**THE TASK:** Format every line of the entries below as a JSON array of strings, one string per line, with blank lines omitted.

======

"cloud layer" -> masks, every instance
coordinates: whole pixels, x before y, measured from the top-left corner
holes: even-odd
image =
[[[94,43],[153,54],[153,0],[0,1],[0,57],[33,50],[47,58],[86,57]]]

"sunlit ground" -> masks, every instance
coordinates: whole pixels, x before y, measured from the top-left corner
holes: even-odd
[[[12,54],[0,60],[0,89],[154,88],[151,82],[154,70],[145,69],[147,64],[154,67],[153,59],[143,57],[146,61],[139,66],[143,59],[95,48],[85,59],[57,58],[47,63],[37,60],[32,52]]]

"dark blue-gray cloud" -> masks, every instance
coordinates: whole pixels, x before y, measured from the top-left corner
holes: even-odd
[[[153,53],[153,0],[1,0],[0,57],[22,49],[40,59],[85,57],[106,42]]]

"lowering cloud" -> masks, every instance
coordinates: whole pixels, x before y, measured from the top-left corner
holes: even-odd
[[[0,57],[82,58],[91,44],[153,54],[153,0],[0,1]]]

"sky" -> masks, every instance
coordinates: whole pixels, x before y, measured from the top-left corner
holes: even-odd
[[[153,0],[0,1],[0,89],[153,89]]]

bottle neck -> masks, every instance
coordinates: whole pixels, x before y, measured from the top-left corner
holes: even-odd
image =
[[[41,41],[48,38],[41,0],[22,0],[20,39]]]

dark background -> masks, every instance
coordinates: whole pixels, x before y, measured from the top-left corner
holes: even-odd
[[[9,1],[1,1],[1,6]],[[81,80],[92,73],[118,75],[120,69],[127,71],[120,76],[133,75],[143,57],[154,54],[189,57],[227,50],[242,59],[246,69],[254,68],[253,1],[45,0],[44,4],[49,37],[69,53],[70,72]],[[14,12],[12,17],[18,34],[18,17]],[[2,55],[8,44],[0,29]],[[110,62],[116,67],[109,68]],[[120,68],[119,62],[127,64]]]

======

**OUTPUT OF THE EXERCISE:**
[
  "\"cloud layer\" -> masks, every instance",
  "coordinates: whole pixels, x before y, measured from the top-left corner",
  "holes: even-odd",
  "image =",
  "[[[94,43],[153,54],[153,0],[0,1],[0,57],[33,50],[47,58],[86,57]]]",
  "\"sunlit ground\" -> masks, every instance",
  "coordinates: whole pixels, x before y, measured from the top-left corner",
  "holes: even-odd",
  "[[[12,54],[0,60],[0,89],[154,88],[151,82],[154,70],[145,69],[147,64],[154,67],[153,59],[143,57],[146,61],[139,66],[143,59],[95,48],[85,59],[57,58],[47,63],[37,60],[32,52]]]",
  "\"dark blue-gray cloud\" -> masks, every instance",
  "coordinates: whole pixels, x before y, measured from the top-left corner",
  "holes: even-odd",
  "[[[153,53],[153,0],[1,0],[0,57],[22,49],[40,59],[85,57],[106,42]]]",
  "\"lowering cloud\" -> masks, every instance",
  "coordinates: whole pixels, x before y, measured from the top-left corner",
  "holes: even-odd",
  "[[[0,57],[82,58],[91,44],[153,54],[153,0],[0,1]]]",
  "\"sky\" -> masks, every instance",
  "coordinates: whole pixels, x before y, measured from the top-left corner",
  "holes: even-odd",
  "[[[153,0],[0,1],[0,89],[153,89]]]",
  "bottle neck -> masks, every instance",
  "coordinates: whole pixels, x before y, measured from the top-left corner",
  "holes: even-odd",
  "image =",
  "[[[41,41],[48,38],[41,0],[22,0],[20,39]]]",
  "dark background -> masks, every instance",
  "coordinates: whole pixels, x before y, measured from the top-left corner",
  "holes: even-odd",
  "[[[9,1],[1,1],[1,6]],[[81,80],[92,73],[118,75],[120,69],[127,71],[120,76],[133,75],[143,57],[154,54],[189,57],[227,50],[242,59],[246,69],[254,68],[253,1],[45,0],[44,4],[49,37],[69,53],[70,72]],[[14,12],[12,17],[18,34],[18,17]],[[2,55],[8,44],[0,29]],[[110,62],[116,67],[109,68]],[[120,68],[119,62],[127,64]]]"
]